▶ _Material apresentado_:

┌────────

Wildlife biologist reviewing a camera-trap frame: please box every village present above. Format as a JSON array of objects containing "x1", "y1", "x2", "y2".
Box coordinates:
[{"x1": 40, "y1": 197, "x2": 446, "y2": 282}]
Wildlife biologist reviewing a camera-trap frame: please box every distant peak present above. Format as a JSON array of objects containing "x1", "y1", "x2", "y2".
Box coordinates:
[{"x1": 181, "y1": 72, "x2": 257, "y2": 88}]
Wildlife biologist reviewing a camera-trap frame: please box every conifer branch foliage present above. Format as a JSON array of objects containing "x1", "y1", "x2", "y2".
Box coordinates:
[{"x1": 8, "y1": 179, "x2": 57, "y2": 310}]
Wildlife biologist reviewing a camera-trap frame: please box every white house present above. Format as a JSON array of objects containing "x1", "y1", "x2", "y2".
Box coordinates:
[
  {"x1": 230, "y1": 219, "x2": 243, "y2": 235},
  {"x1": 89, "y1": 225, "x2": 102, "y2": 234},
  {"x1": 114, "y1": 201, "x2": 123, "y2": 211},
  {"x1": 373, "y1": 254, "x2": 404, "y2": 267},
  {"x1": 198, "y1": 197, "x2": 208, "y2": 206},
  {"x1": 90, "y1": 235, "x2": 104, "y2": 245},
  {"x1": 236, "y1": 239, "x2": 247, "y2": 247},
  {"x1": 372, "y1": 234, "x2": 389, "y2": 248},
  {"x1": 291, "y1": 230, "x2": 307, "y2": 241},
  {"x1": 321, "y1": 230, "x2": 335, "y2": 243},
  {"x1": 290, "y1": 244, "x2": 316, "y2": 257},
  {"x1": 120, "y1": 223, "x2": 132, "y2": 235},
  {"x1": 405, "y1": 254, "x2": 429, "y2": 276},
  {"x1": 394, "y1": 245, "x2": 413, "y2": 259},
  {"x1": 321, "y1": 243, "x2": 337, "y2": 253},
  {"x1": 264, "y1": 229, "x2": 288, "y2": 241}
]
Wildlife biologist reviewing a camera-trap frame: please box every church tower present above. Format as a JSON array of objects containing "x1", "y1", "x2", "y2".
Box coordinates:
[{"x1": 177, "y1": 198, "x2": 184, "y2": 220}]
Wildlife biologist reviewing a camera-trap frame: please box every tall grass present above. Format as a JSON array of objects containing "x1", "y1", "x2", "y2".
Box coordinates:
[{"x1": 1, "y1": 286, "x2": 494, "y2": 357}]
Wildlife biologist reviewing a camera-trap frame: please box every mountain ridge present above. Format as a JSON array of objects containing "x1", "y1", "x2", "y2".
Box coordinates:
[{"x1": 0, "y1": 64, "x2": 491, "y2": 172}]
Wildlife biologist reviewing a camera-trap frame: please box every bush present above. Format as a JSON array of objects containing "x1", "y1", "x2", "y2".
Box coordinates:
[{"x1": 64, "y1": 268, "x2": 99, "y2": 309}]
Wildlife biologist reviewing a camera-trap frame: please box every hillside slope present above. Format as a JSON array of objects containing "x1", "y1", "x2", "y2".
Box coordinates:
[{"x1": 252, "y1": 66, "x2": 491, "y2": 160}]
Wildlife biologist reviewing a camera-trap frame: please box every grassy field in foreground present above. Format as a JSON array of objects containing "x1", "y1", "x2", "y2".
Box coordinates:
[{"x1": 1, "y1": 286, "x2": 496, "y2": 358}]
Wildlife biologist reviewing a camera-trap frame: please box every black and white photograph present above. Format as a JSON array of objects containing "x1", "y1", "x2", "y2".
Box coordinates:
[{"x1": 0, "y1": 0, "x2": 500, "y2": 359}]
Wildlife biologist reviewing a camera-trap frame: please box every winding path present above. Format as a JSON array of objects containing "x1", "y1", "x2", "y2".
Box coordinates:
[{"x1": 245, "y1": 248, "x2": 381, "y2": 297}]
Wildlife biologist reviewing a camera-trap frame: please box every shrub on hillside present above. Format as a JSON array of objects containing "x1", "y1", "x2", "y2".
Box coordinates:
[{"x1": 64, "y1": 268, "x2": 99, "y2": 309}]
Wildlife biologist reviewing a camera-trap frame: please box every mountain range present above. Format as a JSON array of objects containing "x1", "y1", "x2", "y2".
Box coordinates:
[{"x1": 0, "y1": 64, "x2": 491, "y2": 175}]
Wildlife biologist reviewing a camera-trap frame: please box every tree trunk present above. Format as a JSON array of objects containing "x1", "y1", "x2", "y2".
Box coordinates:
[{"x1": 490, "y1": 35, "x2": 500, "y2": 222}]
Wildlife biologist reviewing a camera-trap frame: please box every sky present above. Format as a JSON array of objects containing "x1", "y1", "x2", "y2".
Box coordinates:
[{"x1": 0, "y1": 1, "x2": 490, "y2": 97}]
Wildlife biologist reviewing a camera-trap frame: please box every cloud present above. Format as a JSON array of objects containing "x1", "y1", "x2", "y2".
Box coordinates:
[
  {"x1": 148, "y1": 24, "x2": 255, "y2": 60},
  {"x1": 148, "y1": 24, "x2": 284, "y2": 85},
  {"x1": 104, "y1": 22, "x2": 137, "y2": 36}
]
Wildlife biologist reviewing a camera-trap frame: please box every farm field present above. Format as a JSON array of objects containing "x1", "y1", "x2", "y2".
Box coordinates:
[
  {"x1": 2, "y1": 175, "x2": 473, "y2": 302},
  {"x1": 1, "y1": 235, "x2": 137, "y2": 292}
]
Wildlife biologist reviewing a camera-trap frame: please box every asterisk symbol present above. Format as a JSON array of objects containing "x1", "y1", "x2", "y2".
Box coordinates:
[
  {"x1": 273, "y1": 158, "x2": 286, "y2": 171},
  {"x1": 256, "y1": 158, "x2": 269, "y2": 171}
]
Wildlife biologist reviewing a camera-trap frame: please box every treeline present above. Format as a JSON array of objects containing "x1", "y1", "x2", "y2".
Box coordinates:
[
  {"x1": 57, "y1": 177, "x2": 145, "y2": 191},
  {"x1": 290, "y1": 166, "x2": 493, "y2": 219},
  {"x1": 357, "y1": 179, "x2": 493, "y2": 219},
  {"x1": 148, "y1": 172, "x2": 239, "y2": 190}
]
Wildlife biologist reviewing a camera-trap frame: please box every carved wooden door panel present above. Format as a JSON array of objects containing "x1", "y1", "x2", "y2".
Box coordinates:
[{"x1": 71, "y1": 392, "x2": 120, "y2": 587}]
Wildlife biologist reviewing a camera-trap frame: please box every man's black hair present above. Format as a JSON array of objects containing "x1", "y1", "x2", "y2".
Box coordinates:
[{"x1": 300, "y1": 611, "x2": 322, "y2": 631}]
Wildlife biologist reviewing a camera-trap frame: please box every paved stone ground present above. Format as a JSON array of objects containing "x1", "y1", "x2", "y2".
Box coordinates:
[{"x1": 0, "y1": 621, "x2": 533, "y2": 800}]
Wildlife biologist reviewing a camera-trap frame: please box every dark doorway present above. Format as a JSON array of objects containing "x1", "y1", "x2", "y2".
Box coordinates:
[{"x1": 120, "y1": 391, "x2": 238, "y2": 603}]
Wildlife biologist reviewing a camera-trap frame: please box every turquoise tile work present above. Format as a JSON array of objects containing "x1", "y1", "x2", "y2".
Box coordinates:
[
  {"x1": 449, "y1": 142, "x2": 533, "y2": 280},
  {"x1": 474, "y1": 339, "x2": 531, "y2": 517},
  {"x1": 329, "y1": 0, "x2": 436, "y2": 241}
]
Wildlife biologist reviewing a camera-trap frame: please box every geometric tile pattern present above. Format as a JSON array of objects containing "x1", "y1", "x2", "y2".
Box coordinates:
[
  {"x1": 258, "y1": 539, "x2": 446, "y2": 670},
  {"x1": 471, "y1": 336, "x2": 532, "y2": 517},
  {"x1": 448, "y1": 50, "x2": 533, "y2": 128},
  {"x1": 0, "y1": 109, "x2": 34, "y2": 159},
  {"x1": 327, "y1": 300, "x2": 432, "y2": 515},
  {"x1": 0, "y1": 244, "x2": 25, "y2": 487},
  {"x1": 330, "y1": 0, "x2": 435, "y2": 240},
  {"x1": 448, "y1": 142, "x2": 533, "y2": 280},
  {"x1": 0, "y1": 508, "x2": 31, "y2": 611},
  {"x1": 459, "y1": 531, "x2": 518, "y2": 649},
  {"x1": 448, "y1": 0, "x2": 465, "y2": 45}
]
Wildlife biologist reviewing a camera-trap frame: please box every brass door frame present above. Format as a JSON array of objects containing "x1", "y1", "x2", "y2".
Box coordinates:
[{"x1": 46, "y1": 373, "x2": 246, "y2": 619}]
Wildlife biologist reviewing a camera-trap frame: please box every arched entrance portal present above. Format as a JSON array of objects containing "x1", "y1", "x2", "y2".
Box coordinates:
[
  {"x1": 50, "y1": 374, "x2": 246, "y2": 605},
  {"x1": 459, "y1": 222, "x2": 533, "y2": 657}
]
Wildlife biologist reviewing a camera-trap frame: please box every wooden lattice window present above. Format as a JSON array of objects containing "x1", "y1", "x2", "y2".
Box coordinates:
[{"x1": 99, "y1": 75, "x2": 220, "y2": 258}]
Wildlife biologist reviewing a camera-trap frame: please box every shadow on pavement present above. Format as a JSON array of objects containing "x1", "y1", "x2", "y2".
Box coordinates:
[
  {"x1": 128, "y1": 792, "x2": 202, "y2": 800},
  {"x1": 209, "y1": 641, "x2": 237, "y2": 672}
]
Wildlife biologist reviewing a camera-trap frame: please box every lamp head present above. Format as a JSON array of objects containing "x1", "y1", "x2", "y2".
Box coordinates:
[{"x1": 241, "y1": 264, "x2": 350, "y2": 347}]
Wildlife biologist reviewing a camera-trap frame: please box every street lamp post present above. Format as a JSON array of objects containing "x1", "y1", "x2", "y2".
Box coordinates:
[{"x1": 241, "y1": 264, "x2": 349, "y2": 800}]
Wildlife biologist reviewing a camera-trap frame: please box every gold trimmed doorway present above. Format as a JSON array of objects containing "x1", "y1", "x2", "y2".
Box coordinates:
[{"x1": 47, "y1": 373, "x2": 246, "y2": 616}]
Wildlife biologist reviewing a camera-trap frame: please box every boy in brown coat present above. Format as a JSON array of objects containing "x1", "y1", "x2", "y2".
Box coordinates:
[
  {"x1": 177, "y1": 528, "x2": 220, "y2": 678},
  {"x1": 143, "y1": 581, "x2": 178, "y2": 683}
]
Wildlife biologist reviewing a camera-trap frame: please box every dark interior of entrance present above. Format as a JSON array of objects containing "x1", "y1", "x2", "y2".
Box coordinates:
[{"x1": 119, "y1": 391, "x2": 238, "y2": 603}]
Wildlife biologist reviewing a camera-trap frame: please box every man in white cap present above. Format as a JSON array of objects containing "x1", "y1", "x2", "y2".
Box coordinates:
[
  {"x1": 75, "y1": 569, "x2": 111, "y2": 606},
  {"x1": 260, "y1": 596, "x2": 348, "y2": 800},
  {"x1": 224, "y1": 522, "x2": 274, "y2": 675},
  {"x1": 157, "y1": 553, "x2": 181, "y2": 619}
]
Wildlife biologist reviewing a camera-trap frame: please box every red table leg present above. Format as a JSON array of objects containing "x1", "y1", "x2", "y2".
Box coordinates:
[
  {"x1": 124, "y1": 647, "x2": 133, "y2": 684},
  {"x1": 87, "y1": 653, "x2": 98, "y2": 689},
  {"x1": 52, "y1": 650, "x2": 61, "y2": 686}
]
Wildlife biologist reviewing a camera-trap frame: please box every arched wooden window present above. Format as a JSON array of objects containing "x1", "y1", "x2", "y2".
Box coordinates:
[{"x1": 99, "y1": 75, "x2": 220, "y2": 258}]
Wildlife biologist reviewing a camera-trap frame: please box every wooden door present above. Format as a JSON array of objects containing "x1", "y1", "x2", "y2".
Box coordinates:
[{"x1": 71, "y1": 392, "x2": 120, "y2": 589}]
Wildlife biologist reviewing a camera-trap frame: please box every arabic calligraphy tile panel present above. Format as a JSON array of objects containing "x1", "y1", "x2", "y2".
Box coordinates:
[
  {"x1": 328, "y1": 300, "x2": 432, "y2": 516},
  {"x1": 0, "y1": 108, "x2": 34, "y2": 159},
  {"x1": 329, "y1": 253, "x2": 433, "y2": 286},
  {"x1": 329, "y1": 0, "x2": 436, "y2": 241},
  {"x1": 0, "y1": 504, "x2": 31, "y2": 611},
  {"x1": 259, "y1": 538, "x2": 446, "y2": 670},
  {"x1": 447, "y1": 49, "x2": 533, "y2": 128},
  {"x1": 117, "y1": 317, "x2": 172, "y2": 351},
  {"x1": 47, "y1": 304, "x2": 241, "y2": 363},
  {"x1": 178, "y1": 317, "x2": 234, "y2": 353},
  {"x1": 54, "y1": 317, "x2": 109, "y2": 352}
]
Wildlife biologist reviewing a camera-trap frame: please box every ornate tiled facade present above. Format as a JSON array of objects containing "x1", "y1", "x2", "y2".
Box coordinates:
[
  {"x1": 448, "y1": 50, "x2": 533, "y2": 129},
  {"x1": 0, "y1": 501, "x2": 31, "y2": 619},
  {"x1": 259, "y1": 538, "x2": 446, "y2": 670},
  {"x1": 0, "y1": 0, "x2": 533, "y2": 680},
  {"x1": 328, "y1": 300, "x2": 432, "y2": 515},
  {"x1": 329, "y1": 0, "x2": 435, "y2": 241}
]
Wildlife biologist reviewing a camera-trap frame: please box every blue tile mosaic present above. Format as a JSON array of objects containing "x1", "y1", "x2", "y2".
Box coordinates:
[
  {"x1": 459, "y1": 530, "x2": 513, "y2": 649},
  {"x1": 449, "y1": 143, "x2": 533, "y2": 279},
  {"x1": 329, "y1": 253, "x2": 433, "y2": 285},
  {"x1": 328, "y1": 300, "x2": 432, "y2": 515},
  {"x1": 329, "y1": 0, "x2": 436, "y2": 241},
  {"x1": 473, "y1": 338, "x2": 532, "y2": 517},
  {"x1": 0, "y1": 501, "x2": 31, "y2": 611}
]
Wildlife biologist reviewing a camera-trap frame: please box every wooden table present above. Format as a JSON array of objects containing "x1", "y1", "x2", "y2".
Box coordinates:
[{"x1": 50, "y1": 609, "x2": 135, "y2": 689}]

└────────

▶ _Tarefa curta_:
Selecione nos registros acima todas as linhas em que aparece a palavra "panel" e copie-as.

▶ _Resposta do exercício_:
Wildlife biologist reviewing a camera-trap frame: please box every carved wooden door panel present above. Format as a JSON array of objects containing "x1", "y1", "x2", "y2".
Wildlife biologist reviewing a camera-trap frame: please box every arabic calligraphy tile panel present above. Format as a JSON array of objects containing "x1", "y1", "x2", "y2".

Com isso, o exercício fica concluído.